From the entries below, output the line with "Target: unit emblem patch" and each following line up to and including the line with "like x=175, y=902.", exactly as written.

━━━━━ Data for review

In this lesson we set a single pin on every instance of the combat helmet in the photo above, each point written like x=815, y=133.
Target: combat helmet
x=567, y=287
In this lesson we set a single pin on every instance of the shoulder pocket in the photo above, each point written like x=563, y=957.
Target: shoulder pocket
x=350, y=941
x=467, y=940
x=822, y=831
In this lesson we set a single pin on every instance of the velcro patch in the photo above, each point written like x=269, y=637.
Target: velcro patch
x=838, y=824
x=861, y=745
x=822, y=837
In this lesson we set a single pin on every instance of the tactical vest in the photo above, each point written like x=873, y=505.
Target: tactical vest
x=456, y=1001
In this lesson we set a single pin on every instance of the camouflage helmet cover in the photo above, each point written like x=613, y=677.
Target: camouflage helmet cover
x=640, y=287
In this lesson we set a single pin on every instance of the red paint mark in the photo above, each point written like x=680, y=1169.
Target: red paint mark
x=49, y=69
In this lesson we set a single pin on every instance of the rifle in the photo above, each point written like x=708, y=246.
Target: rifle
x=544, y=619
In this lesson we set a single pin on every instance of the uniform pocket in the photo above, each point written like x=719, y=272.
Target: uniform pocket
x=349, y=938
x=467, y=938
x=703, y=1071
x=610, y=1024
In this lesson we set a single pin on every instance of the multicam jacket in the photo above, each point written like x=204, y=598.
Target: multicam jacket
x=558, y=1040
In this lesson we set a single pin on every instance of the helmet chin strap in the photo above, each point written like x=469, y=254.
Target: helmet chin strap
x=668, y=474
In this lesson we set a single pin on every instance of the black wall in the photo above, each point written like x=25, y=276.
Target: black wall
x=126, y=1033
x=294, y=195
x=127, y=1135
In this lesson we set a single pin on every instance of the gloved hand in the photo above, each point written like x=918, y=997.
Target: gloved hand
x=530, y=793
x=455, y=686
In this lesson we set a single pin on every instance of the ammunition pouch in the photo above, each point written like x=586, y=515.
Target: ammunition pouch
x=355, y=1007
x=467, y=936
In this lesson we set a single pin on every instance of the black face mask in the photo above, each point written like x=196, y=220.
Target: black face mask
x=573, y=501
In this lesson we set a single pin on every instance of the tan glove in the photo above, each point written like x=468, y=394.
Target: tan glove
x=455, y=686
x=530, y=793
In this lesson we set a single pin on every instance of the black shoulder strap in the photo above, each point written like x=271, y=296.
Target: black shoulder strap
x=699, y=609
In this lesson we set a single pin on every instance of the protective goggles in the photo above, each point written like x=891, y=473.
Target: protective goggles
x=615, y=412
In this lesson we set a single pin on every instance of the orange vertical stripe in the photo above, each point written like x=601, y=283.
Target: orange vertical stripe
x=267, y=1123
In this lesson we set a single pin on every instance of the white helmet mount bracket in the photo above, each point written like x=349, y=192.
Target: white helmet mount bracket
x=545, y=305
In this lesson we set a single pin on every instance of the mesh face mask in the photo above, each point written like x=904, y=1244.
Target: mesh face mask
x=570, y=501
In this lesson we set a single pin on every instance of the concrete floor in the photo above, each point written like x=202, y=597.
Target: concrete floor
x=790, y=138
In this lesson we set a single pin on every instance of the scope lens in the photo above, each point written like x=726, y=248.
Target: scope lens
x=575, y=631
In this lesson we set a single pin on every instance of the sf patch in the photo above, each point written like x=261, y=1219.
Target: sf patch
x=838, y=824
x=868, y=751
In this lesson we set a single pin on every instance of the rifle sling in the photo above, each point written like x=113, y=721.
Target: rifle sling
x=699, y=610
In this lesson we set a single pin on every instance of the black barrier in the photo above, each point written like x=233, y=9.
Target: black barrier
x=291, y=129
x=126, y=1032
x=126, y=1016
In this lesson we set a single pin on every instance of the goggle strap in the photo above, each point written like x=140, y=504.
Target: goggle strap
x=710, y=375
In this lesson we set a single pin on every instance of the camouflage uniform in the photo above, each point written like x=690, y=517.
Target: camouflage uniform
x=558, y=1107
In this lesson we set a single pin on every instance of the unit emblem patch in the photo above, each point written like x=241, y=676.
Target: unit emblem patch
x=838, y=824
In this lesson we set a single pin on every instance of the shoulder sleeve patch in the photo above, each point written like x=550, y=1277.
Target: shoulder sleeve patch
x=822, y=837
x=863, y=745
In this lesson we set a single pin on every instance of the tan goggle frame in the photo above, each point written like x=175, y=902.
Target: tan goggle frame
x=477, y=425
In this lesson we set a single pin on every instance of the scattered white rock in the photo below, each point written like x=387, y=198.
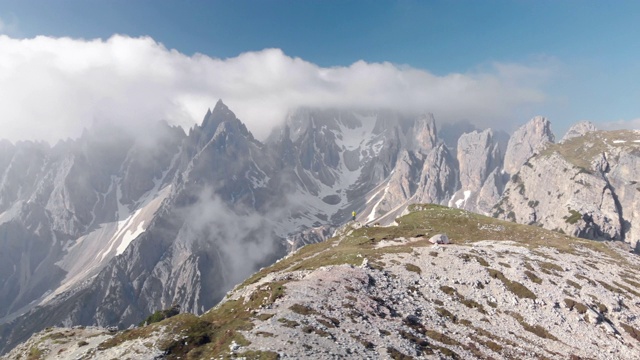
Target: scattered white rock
x=439, y=239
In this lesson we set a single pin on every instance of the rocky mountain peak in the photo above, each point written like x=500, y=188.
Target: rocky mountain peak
x=525, y=142
x=497, y=290
x=579, y=129
x=478, y=156
x=424, y=134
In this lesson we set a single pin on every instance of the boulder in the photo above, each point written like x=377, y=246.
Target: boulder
x=439, y=239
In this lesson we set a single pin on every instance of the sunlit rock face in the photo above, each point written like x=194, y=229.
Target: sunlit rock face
x=584, y=187
x=527, y=141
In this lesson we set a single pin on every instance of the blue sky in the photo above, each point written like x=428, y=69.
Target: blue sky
x=580, y=57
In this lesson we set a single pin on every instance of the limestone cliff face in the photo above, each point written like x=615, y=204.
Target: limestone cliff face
x=479, y=157
x=527, y=141
x=584, y=187
x=499, y=290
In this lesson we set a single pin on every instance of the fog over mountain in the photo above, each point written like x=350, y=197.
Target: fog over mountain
x=108, y=228
x=55, y=87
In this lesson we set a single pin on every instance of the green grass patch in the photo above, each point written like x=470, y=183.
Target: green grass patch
x=573, y=217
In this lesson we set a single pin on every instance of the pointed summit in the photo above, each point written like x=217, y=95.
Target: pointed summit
x=425, y=138
x=212, y=120
x=220, y=106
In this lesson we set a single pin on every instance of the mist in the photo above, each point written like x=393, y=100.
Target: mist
x=53, y=88
x=243, y=241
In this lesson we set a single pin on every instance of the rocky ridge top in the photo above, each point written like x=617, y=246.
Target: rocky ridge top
x=500, y=290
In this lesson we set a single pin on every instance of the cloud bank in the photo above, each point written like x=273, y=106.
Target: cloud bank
x=52, y=88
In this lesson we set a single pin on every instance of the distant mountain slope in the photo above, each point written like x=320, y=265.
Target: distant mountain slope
x=106, y=229
x=586, y=186
x=500, y=290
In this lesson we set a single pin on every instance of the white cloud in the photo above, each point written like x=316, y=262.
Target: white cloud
x=8, y=26
x=53, y=87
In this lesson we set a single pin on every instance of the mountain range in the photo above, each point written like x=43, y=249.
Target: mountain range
x=109, y=228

━━━━━━━━━━

Output of the task:
Target: unit emblem patch
x=838, y=824
In this lesson we set a single pin on every instance of the shoulder sleeve patch in the photo above, each point written like x=550, y=1277.
Target: shoulder sleeve patch
x=822, y=837
x=863, y=745
In this lesson we set a single pin on every instance of the tan goggle frame in the photo above, each point written like x=175, y=902.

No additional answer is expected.